[TASK PROMPT]
Reproduce word for word the portion of the message about Clojure data readers that opens with the words containing "Let's not get" and closes with "your encryption key.".

Let's not get into the motivation behind this too much -- the exact same 
serialization problems exist if you write out the session to a database. 
Ring also encrypts the cookies so the above issue is not a problem, it's 
only on you to actually choose and protect your encryption key.

I came across *data-readers* as well.I did not find it possible to make it 
completely transparent if one was to use the REPL though because it is 
bound on entering the REPL. Furthermore I don't think it works with 
clojure.edn as well. However, it seems that 
clojure.core/default-data-readers does work with both clojure.core and 
clojure.edn functions. Thus I've solved the issue by altering 
clojure.core/default-data-readers to include my library's tag. This seems a 
bit hackish because I'm not sure you're supposed to be modifying this var, 
but it's the only thing I can find that both clojure.core/read{,-string} 
and clojure.edn/read{,-string} respect.

> the issue is not in clojure.core. It is with ring in this case, it uses 
clojure.tools.reader.edn/read-string which supports an optional {:readers 
{...}} argument but there is no way to specify those in ring.

I don't think the fault lies here with ring. It doesn't seem right to 
expect that library callers of these functions expose their full API to 
their own users...that would put a serious burden on them to more closely 
track the API as well. Better to have some alterable var so this can all 
run transparently.

> it uses clojure.tools.reader.edn/read-string

Ugh, thanks. I forgot about that one as well.

On Wednesday, June 17, 2015 at 5:10:24 AM UTC-4, Fluid Dynamics wrote:
>
> On Wednesday, June 17, 2015 at 4:52:00 AM UTC-4, Thomas Heller wrote:
>>
>> Hey,
>>
>> the issue is not in clojure.core. It is with ring in this case, it uses 
>> clojure.tools.reader.edn/read-string which supports an optional {:readers 
>> {...}} argument but there is no way to specify those in ring. Should be a 
>> fairly simple fix though, doing anything to clojure.edn won't help as it is 
>> not used.

[SUPPLIED RECORDS]
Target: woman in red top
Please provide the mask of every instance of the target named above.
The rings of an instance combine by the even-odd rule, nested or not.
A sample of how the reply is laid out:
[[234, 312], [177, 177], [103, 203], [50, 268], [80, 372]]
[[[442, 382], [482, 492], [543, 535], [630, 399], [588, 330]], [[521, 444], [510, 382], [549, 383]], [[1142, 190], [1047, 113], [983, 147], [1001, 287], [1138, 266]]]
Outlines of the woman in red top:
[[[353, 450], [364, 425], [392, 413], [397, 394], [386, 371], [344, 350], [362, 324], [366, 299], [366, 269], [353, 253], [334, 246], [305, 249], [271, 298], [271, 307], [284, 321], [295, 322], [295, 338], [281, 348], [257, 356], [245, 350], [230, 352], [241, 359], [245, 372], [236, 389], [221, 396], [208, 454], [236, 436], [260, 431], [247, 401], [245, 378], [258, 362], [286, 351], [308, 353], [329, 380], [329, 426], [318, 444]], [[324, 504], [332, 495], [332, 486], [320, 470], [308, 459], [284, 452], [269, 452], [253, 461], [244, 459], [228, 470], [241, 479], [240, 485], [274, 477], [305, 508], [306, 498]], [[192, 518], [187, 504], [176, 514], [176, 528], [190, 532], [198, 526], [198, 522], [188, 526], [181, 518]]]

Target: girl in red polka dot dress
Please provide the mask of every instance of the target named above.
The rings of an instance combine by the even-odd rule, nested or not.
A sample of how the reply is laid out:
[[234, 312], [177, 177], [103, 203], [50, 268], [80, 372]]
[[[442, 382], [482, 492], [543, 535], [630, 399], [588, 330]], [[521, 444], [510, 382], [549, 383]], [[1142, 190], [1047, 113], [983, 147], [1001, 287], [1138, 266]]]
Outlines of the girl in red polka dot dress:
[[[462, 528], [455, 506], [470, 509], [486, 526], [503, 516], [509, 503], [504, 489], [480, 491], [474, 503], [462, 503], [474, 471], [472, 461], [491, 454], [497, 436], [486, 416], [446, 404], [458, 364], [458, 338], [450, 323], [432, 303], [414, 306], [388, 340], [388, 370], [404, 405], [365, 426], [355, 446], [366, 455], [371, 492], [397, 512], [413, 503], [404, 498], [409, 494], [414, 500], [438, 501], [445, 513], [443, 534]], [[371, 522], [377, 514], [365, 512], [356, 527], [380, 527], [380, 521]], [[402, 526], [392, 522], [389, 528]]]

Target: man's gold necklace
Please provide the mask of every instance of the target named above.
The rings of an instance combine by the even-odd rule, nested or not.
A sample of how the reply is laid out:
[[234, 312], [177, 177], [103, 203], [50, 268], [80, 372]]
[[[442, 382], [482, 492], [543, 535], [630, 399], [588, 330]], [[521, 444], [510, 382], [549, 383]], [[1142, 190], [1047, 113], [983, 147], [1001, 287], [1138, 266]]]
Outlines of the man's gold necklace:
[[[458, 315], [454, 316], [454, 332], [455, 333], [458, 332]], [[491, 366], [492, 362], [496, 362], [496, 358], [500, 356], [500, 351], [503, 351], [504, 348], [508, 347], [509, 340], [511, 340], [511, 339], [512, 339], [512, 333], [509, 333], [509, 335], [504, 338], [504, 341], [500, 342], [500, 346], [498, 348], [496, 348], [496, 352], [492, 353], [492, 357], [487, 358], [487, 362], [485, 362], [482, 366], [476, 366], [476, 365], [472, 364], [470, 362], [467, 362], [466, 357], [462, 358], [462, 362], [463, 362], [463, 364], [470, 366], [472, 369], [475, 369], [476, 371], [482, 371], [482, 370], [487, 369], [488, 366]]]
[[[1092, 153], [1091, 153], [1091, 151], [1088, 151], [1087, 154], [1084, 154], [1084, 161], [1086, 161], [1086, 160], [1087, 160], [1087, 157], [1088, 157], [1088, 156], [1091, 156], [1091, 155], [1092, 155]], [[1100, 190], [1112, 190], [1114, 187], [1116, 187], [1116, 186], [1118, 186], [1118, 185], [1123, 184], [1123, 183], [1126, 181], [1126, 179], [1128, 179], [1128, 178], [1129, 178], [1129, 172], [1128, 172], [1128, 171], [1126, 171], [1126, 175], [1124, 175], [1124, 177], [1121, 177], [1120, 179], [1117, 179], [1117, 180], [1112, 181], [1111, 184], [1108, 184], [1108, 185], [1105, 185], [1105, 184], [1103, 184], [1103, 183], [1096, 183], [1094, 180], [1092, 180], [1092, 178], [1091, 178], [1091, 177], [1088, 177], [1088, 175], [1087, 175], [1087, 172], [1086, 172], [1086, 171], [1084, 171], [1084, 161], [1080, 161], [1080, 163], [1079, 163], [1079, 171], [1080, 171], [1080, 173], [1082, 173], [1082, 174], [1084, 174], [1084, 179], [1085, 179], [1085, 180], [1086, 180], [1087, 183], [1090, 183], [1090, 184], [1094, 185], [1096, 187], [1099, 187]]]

[THE SOLUTION]
Let's not get into the motivation behind this too much -- the exact same 
serialization problems exist if you write out the session to a database. 
Ring also encrypts the cookies so the above issue is not a problem, it's 
only on you to actually choose and protect your encryption key.